━━━ Brano

La porta per lo studio della maggior parte delle trasformazioni interne della materia era cioè, fino a non molto tempo fa, chiusa. Poi, grazie a una rivoluzione nel modo in cui si possono generare impulsi di luce ancora più breve, alla scala dell’attosecondo (un miliardesimo di miliardesimo di secondo), e investigare la loro interazione con i componenti più minuti della materia, elettroni inclusi, quella porta è stata spalancata, ed è iniziata l’era della “attofisica”.

Proprio come illuminando la materia e ricevendo la radiazione da quella riflessa costruiamo una immagine di essa e riceviamo informazioni sul mondo fisico, così illuminando con impulsi brevissimi la stessa materia a scala subatomica, e usando occhi elettronici in grado di percepire l’interazione di quegli impulsi con la materia stessa, possiamo esplorare e comprendere i processi ultra-veloci che avvengono all’interno di atomi e molecole, aprendo nuove porte per lo sviluppo innanzitutto della nostra comprensione della realtà, e poi di nuove applicazioni oggi inimmaginabili.

━━━━━━
━━━ Dati dei compiti

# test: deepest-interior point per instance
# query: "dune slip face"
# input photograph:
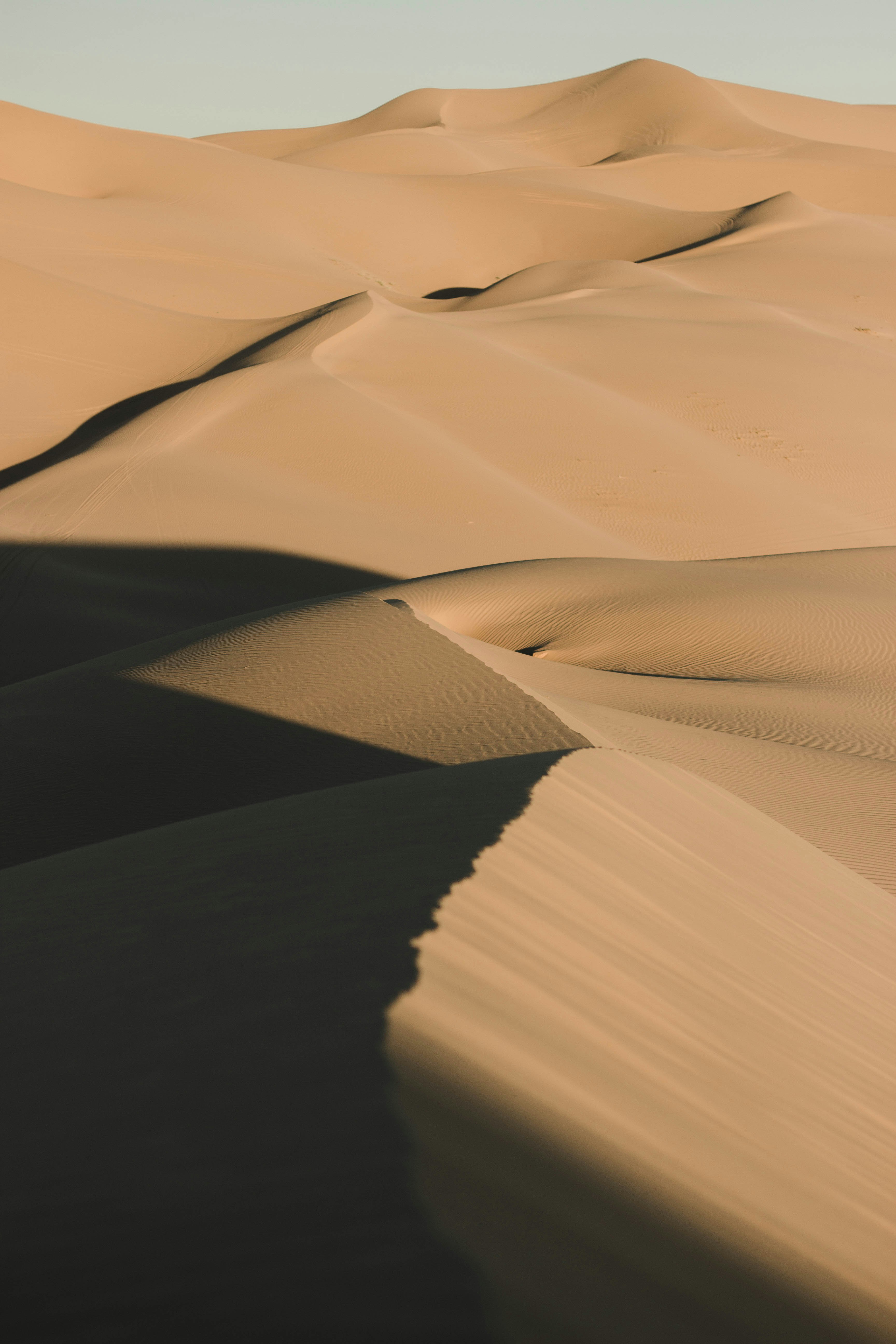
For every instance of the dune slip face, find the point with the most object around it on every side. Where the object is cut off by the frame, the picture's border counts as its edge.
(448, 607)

━━━━━━
━━━ Dati dei compiti

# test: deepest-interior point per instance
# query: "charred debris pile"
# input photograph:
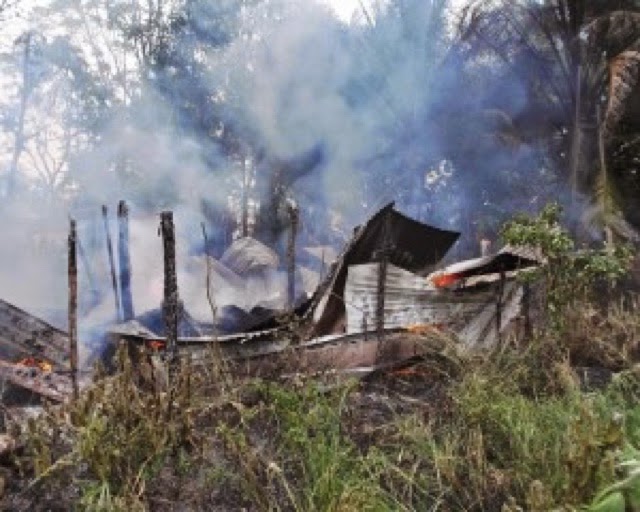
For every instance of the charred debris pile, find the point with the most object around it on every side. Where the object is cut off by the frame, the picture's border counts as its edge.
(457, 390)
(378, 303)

━━━━━━
━━━ Dati dei compiti

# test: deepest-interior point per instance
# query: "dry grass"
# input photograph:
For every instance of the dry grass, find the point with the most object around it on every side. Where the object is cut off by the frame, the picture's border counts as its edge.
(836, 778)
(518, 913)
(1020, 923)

━━━━━━

- [Compiti richiesti]
1. Conta le righe dei record che contengono la stringa "picture" e indica soltanto il numero.
2. Prosegui il brano sull'attofisica a partire dal punto in cui si interrompe.

- [Risultati dei compiti]
1. 3

2.
Siamo appena all’inizio della nostra esplorazione della vertiginosa ed intricatissima danza di particelle da cui sgorga il mondo fisico in cui siamo immersi; ma nulla sarebbe stato possibile, senza la testarda ostinazione degli scienziati nello studiare la possibilità di generare lampi di luce laser della durata più piccola mai ottenuta, oltre che modi per leggerne l’interazione con la materia. Proprio per la messa a punto delle idee necessarie allo sviluppo di questa tecnologia, quest’anno il Nobel per la Fisica va a Pierre Agostini, Ferenc Krausz e Anne L’Huillier, che hanno virtualmente esteso la velocità della nostra percezione ai tempi infinitamente piccoli necessari.